## READING TEXT:
Steroid Maker Says He Taught About N.F.L. Loopholes
By MICHAEL S. SCHMIDT
Published: May 2, 2008
PLANO, Tex. — One day last week, David Jacobs took out two measuring cups, put a pot on the stove at his home here and demonstrated how he used to turn raw powder into steroids.
For more than a year, Jacobs operated a makeshift pharmaceutical lab out of his kitchen in his one-story suburban home. Each month, he said, he sold about a thousand of his own bottles of steroids and another thousand kits of human growth hormone smuggled from China to dealers across the United States. Among the dealers he supplied were two N.F.L. players, Jacobs said, who would then supply a handful of other N.F.L. players with the banned substances.
Jacobs’s business as one of the largest steroid producers in Texas came to a halt in April 2007 when federal agents raided his home and confiscated thousands of units of steroids. Later, as part of Operation Raw Deal, a nationwide investigation of the importation and distribution of performance-enhancing drugs, he pleaded guilty to conspiring to distribute anabolic steroids. On Thursday in Sherman, Tex., Jacobs was sentenced to three years of probation.

## RECORD EXCERPTS:
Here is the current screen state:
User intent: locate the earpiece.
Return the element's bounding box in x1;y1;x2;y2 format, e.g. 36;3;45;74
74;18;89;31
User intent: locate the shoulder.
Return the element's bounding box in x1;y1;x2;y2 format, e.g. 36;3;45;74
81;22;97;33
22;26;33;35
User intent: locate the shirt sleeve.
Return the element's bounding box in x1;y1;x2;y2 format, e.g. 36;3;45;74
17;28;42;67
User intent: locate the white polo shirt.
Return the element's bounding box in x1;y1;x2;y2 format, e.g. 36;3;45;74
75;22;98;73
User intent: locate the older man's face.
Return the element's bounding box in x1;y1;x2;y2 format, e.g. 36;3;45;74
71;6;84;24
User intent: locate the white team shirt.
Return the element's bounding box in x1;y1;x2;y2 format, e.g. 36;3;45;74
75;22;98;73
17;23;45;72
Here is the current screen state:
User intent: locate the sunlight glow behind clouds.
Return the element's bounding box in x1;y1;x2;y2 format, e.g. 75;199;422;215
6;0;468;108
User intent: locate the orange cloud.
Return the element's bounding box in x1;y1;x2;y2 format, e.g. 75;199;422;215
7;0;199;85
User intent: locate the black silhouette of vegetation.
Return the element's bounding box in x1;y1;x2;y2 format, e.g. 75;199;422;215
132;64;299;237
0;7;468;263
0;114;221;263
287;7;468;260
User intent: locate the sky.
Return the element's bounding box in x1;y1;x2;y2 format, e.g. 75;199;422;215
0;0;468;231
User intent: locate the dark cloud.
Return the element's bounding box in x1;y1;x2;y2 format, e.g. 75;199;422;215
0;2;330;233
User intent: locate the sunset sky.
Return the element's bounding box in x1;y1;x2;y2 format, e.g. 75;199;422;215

## WORK ORDER:
Continue the article about the Texas steroid maker and N.F.L. players from where it stops, starting after the sentence about his sentencing to three years of probation.

## YOUR RESPONSE:
Jacobs, a former body builder, said he advised about 10 N.F.L. players on how to exploit loopholes in the league’s drug-testing program. One way, he said, was to have team doctors write them prescriptions for drugs that would mask steroid use.
Jacobs’s case received national attention because a Web site for his supplements store boasted of providing counseling to several players on the Dallas Cowboys and the Atlanta Falcons.